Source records
------------------------------------------------------------------------

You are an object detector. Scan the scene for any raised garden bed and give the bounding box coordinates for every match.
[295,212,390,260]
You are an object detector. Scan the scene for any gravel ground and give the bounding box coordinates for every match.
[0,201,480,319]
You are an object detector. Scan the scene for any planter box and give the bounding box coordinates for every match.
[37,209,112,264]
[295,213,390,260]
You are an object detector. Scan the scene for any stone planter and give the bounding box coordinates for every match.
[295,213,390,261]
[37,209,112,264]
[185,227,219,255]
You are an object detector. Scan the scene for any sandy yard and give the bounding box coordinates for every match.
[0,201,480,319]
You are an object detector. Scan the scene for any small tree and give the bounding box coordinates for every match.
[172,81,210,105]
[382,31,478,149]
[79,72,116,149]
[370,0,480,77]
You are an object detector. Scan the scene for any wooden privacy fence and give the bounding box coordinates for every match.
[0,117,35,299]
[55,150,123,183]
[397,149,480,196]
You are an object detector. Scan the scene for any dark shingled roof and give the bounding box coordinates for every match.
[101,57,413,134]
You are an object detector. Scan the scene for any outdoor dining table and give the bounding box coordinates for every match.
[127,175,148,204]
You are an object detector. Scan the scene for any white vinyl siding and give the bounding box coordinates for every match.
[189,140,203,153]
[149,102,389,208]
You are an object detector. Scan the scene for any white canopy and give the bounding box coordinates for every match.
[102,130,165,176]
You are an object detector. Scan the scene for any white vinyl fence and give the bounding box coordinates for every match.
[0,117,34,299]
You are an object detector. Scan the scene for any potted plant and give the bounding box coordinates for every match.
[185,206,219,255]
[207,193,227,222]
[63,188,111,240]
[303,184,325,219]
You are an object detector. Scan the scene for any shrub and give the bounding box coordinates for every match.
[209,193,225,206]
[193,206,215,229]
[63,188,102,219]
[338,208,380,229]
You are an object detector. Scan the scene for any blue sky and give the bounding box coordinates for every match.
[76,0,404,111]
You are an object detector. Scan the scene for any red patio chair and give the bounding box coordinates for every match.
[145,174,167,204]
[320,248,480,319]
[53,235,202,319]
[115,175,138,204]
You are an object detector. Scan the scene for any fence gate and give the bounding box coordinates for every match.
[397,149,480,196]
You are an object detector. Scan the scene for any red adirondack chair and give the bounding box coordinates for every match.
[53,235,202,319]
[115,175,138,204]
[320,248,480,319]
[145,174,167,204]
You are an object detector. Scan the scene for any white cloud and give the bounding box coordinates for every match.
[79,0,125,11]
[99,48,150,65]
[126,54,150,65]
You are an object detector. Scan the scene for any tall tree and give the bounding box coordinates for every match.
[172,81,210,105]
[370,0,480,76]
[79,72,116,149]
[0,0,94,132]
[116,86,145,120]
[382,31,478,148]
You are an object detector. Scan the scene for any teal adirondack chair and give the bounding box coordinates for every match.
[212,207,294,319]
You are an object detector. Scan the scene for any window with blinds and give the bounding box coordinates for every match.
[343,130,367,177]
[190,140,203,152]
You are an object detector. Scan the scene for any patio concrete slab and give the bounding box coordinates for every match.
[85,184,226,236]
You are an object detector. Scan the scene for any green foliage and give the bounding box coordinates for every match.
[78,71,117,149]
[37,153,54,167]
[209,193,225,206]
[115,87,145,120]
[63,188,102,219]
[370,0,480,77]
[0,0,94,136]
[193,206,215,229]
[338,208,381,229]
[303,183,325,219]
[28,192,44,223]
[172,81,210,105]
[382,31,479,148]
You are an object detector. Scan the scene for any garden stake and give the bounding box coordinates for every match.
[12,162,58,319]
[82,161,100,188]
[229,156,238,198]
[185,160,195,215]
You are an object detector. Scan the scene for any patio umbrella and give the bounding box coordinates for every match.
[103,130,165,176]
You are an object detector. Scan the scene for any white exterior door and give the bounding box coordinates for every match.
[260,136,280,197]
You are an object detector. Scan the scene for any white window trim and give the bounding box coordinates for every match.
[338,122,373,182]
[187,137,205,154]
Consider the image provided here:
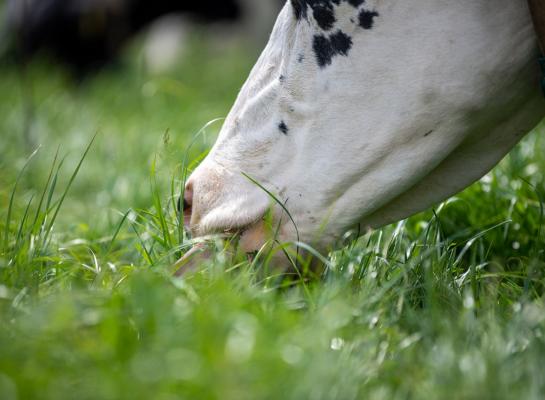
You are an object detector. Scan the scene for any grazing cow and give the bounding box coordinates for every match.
[180,0,545,260]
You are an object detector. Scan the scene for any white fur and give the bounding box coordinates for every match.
[189,0,545,250]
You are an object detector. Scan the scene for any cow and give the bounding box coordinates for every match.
[176,0,545,268]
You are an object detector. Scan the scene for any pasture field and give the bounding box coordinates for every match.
[0,37,545,400]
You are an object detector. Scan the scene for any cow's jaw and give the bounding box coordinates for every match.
[184,0,543,255]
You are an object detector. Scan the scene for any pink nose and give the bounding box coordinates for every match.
[180,181,193,227]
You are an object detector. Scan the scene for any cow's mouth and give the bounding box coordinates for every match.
[174,218,266,276]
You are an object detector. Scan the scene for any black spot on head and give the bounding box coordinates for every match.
[312,35,334,68]
[329,31,352,56]
[348,0,365,7]
[312,30,352,68]
[359,10,379,29]
[291,0,307,20]
[312,3,337,31]
[278,121,290,135]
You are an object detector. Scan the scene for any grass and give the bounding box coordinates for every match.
[0,32,545,400]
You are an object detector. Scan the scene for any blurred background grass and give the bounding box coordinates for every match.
[0,3,545,399]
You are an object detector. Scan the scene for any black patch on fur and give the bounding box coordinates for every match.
[312,2,337,31]
[348,0,365,8]
[291,0,307,20]
[312,30,352,68]
[278,121,290,135]
[358,10,379,29]
[291,0,379,68]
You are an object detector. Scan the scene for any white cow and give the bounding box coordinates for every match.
[185,0,545,260]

------------------------------------------------------------------------

[Goal]: Copy out the entries from the line containing "any cow's mouth" through the end of the entries, both ends included.

[Response to the exercise]:
You are an object detector. Scan the scene for any cow's mouth and give the bounding box coordinates for every match.
[174,218,266,276]
You are an object detector. Scan the scene for any black spot on head and give the bounding box coordinates for every match.
[312,35,334,68]
[329,31,352,56]
[348,0,365,7]
[312,30,352,68]
[359,10,379,29]
[291,0,307,20]
[312,3,337,31]
[278,121,290,135]
You are an object detector. Scan the scene for any grass and give the bounding box coordinates for every match.
[0,32,545,400]
You are an object detector. Scan the scene for any blurred background grass and give the bounding box coordinates for every match.
[0,3,545,399]
You are an object detector. Scan the scene for any black patch on fur and give the bounding box coordinates for every match.
[312,2,337,31]
[348,0,365,8]
[291,0,307,20]
[312,30,352,68]
[278,121,290,135]
[358,10,379,29]
[291,0,379,68]
You are an object detector. Scan the scene for any white cow and give the bounding box coordinates for every match.
[185,0,545,260]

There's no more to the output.